■ **Required work**: Take the listing and print it in full, exactly as given.

■ **Input records**:
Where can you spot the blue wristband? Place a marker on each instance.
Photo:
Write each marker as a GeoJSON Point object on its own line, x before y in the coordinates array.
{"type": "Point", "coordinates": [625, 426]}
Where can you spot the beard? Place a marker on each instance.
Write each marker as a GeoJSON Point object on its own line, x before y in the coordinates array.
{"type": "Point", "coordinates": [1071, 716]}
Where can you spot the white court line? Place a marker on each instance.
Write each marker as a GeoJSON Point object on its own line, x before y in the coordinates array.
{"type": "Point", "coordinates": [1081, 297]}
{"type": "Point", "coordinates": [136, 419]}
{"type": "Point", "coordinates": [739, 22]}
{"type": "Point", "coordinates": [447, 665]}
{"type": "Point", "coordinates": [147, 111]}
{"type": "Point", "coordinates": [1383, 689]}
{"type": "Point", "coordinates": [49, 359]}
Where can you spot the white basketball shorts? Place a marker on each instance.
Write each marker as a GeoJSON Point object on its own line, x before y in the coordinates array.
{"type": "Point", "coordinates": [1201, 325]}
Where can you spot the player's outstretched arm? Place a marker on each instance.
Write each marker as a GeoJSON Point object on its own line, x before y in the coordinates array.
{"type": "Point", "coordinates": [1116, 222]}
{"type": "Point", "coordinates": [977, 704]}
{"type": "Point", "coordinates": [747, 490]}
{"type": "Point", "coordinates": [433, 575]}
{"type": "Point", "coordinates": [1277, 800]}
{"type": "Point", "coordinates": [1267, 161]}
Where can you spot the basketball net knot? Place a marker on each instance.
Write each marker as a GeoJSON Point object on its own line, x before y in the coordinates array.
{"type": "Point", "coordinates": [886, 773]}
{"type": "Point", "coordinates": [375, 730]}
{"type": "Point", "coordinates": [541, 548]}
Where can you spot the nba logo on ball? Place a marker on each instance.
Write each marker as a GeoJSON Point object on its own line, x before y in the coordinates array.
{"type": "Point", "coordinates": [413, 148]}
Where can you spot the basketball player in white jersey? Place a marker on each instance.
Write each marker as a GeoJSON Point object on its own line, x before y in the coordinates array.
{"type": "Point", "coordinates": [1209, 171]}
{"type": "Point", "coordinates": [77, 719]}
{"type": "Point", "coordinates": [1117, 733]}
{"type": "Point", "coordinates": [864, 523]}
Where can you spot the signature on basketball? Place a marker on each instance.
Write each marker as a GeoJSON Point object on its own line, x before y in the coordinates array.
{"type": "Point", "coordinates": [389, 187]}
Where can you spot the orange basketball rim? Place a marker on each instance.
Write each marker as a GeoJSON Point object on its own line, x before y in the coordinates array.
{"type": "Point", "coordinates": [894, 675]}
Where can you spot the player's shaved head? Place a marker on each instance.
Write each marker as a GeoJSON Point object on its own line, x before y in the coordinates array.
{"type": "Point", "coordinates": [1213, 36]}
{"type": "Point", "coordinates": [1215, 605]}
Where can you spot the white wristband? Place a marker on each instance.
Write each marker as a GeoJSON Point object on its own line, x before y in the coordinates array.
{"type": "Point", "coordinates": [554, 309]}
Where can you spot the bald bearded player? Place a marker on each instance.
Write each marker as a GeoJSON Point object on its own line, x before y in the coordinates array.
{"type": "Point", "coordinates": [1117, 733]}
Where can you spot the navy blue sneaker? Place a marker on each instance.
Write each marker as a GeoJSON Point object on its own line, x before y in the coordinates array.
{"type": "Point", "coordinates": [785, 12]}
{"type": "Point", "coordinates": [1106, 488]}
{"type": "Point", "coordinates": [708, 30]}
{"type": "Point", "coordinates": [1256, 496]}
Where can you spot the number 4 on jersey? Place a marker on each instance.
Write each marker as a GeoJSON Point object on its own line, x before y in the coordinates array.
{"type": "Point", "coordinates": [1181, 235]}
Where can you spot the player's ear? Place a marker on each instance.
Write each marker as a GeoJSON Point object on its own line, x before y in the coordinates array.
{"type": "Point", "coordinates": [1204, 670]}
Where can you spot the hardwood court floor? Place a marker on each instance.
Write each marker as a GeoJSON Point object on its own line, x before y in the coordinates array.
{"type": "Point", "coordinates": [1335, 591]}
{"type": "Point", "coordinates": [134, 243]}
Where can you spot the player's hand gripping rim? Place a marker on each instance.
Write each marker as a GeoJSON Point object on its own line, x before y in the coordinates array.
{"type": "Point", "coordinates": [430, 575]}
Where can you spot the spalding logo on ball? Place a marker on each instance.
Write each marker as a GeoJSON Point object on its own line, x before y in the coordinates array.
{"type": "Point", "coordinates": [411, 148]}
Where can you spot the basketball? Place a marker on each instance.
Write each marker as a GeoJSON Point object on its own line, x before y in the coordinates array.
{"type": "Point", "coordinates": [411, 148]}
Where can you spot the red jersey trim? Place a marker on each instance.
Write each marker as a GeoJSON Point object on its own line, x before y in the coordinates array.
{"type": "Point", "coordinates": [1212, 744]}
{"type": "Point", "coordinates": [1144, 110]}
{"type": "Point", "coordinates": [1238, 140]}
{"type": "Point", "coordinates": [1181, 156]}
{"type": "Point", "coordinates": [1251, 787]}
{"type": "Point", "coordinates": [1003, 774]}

■ **Reply to the exercise**:
Where can you spot the blue wristband? Place a marker on each instance.
Photo:
Write each marker as a GeoJSON Point object on its own line, x before y in the coordinates array.
{"type": "Point", "coordinates": [625, 426]}
Where can you spot the beard? Place a marker on each instance.
Write each marker as a GeoJSON Point object on its own line, x before y in the coordinates array.
{"type": "Point", "coordinates": [1071, 716]}
Where can you spot the white court line? Place a marker on each instance.
Write each marker as a GeoJSON Point object on its own line, x before y in the coordinates array.
{"type": "Point", "coordinates": [1081, 297]}
{"type": "Point", "coordinates": [136, 419]}
{"type": "Point", "coordinates": [739, 22]}
{"type": "Point", "coordinates": [447, 665]}
{"type": "Point", "coordinates": [147, 111]}
{"type": "Point", "coordinates": [1383, 689]}
{"type": "Point", "coordinates": [49, 359]}
Where can you spot the white basketball shorts? Place a marker on each instance.
Write each marker as a GeoJSON Point object on its own line, x before y in the coordinates array.
{"type": "Point", "coordinates": [1201, 325]}
Where can you spot the player's outstretched arm? Place a marker on each instance.
Write each marker as a GeoJSON Point object on its own line, x before y in the coordinates array.
{"type": "Point", "coordinates": [1116, 222]}
{"type": "Point", "coordinates": [977, 704]}
{"type": "Point", "coordinates": [747, 490]}
{"type": "Point", "coordinates": [433, 575]}
{"type": "Point", "coordinates": [1277, 800]}
{"type": "Point", "coordinates": [1267, 161]}
Where can you spot the basketball net knot? Place a marker on each instance.
Write each marker as a GeoJSON Point object on its own line, x before y in the coordinates array.
{"type": "Point", "coordinates": [886, 773]}
{"type": "Point", "coordinates": [375, 730]}
{"type": "Point", "coordinates": [541, 548]}
Where can you spot the nba logo on ball? Place a marker on each instance.
Write each marker as a GeoJSON Point object on its own line, x before y in the coordinates array.
{"type": "Point", "coordinates": [413, 148]}
Where can you spot the basketball player in white jersey? Place a marker on each instance.
Write each marker as a GeoJSON Point object on its own line, x before y in the coordinates array.
{"type": "Point", "coordinates": [1209, 171]}
{"type": "Point", "coordinates": [77, 719]}
{"type": "Point", "coordinates": [1117, 733]}
{"type": "Point", "coordinates": [864, 523]}
Where can you spot the signature on basketball? Place a marker on each instance.
Write each marker as a GeoJSON Point object on its own line, x before y in the coordinates array.
{"type": "Point", "coordinates": [389, 187]}
Where can you spot the orange basketball rim? Place a marker on each instance.
Write each marker as a GeoJSON Point object on its own line, x before y in the coordinates array.
{"type": "Point", "coordinates": [894, 675]}
Where can you spot the player's shaved head? Place a marker on each instance.
Write each marker as a GeoJSON Point object on its own line, x before y in the coordinates array.
{"type": "Point", "coordinates": [1213, 36]}
{"type": "Point", "coordinates": [1215, 605]}
Where can you spot the white wristband? Place a marker on each instance.
Write each marker as a GeoJSON Point object on its own line, x before y in the coordinates array.
{"type": "Point", "coordinates": [554, 309]}
Where can you spot the bald bearded player? Place a marker on each instance.
Write each marker as a GeoJSON Point object on its own line, x before y in the coordinates array.
{"type": "Point", "coordinates": [1117, 733]}
Where can you spot the navy blue sneaker? Place a marker on each instance.
Write each marker as a GeoJSON Point object on its own line, x before y in the coordinates array.
{"type": "Point", "coordinates": [785, 12]}
{"type": "Point", "coordinates": [1106, 488]}
{"type": "Point", "coordinates": [708, 30]}
{"type": "Point", "coordinates": [1256, 496]}
Where can you spot the number 4 on jersey? Place a marker on each instance.
Write each marker as a GeoJSON Point object on its own line, x before y in the coordinates array.
{"type": "Point", "coordinates": [1181, 235]}
Where can you spot the player's ear? Place a marker on each instance.
Write each marker as a GeoJSON Point object on its own line, x before y in the coordinates array.
{"type": "Point", "coordinates": [1204, 670]}
Where can you spot the hardwood court floor? Place a marker on each instance.
Write each marker as a GeoJSON Point object on its own line, x before y in the coordinates array.
{"type": "Point", "coordinates": [1335, 591]}
{"type": "Point", "coordinates": [134, 243]}
Where can you spot the player's hand gripping rim? Place a marker on each instance.
Write each marker as a GeoJSON Point object on its own line, x before y in the coordinates array.
{"type": "Point", "coordinates": [430, 575]}
Where can you spot the spalding logo on ball? Place a marker on each instance.
Write each marker as a GeoJSON Point object on its own line, x before y in the coordinates array.
{"type": "Point", "coordinates": [411, 148]}
Where can you spot the basketball? Place a marker on each instance.
Write each marker as a GeoJSON Point object on its own line, x before y in the coordinates array.
{"type": "Point", "coordinates": [411, 148]}
Where can you spot the red jersey trim? Place a marker on each instance.
Write each marker as a GeoJSON Point object on its own line, x before y in the coordinates array.
{"type": "Point", "coordinates": [1212, 744]}
{"type": "Point", "coordinates": [1144, 110]}
{"type": "Point", "coordinates": [1238, 140]}
{"type": "Point", "coordinates": [1181, 156]}
{"type": "Point", "coordinates": [1251, 787]}
{"type": "Point", "coordinates": [1003, 774]}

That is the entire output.